**DATA FOR ANALYSIS:**
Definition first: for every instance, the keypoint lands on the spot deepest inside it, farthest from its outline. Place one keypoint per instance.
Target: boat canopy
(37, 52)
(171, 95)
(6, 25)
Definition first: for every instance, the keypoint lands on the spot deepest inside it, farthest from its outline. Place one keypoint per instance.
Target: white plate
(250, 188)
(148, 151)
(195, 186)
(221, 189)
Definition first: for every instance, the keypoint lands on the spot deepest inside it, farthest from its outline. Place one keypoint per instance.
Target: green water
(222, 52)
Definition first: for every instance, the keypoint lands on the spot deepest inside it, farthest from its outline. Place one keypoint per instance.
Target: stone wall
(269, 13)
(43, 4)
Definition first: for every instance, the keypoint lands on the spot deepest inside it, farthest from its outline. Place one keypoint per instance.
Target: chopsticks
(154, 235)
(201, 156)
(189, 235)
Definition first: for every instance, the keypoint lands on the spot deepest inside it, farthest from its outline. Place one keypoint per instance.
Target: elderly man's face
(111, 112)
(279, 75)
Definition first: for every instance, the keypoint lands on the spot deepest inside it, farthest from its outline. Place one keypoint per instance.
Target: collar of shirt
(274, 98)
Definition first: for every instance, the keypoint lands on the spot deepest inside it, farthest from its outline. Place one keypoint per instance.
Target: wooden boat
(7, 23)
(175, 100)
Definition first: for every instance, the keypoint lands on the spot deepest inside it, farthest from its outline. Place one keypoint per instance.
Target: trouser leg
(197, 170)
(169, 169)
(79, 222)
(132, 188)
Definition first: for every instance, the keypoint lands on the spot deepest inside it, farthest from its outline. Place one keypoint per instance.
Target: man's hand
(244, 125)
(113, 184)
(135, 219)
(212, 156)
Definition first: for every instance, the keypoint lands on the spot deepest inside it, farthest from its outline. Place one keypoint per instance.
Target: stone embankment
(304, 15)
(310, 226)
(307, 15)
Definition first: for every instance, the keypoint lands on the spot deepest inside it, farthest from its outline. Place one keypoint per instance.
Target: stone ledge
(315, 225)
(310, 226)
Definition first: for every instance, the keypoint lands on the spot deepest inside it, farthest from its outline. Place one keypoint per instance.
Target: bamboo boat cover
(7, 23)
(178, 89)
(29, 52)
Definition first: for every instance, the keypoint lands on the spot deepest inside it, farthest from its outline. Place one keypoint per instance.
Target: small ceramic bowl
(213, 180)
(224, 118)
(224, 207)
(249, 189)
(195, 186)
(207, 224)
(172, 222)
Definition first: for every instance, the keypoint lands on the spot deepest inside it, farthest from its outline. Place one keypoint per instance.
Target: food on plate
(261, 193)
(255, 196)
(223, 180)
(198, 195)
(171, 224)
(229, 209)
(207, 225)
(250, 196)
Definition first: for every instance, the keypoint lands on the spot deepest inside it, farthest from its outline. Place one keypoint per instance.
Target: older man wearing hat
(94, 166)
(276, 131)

**REQUIRED WORK:** Extract each line of the listing above, copying it word for word.

**OUTPUT FOR THIS EXERCISE:**
Definition first: for every instance, the keypoint lands on the spot deepest inside it, farthest from its outline. Place one keypoint per instance.
Target: boat canopy
(37, 52)
(171, 95)
(6, 25)
Definition first: for every instance, the keypoint lands on the spot deepest inside it, farthest from its outline. Place one keypoint per instance.
Target: white plate
(250, 188)
(148, 151)
(195, 186)
(221, 189)
Definition first: for every instance, the keypoint lands on the spot deepest inside it, farthest from its outline. Place one keypoint per instance.
Target: green water
(222, 52)
Definition first: for every instance, the keypoint lands on the spot deepest inside it, farthest from its outline. Place one keypoint per instance.
Target: stone wall
(269, 13)
(43, 4)
Definition first: for every instance, the keypoint lands on the spot deepest inside it, farthest from its outline. Place one keypoint per instance.
Target: chopsticks
(154, 235)
(201, 156)
(189, 235)
Definition first: for every instance, the keypoint lands on the spot deepest inside it, farthest from its outline. Place one keypoint per instance.
Target: elderly man's face
(111, 112)
(279, 75)
Definition first: for every instance, the keypoint lands on the spot deepest inside it, farthest from its outline. Place one keypoint per instance.
Target: collar of shirt
(274, 98)
Definition first: for every instance, the keypoint lands on the spot deepest inside it, farthest from its outline. Place one keypoint per instance.
Target: wooden boat
(7, 23)
(175, 100)
Definition first: for every instance, the keypoint lands on the spot deepest inside it, farthest from its outline. Place one keypoint per instance.
Target: trouser leg
(197, 170)
(169, 169)
(79, 222)
(132, 188)
Definition first: for every instance, the keypoint lands on the spot deepest inside it, farthest from its outline. Place one keypoint per instance.
Target: man's hand
(244, 125)
(113, 184)
(135, 219)
(212, 156)
Definition first: for every instance, the keypoint lands on the spot deepest inside it, farthest from its outline. Place one keypoint per instance.
Target: stone embankment
(304, 15)
(310, 226)
(307, 15)
Definition first: for every instance, the keypoint lands on the spot deepest inside it, farthest from its outline. Place one keypoint per instance.
Target: stone ledge
(315, 225)
(310, 226)
Definition first: for every instance, the keypoint lands on the spot deepest inside it, farthest from its outline. Place one keypoint per instance.
Target: bamboo boat cover
(7, 23)
(178, 89)
(29, 52)
Definition first: for every instance, the keypoint lands on the spot deepest inside it, farthest from its outline. Place one keypoint per instance.
Target: small ceramic bowl
(213, 180)
(224, 118)
(224, 207)
(249, 189)
(195, 186)
(207, 224)
(172, 222)
Definition first: for every instance, the keypoint lands on the spot deepest inside it, farthest from its outline. Place one keypoint per instance.
Target: food on plate
(261, 193)
(255, 196)
(223, 180)
(198, 195)
(171, 224)
(229, 209)
(207, 225)
(250, 196)
Definition first: for every instance, the keypoint lands on the spot deepest inside it, farthest from its outline. Place one keypoint per instance.
Target: older man wearing hat
(94, 166)
(276, 131)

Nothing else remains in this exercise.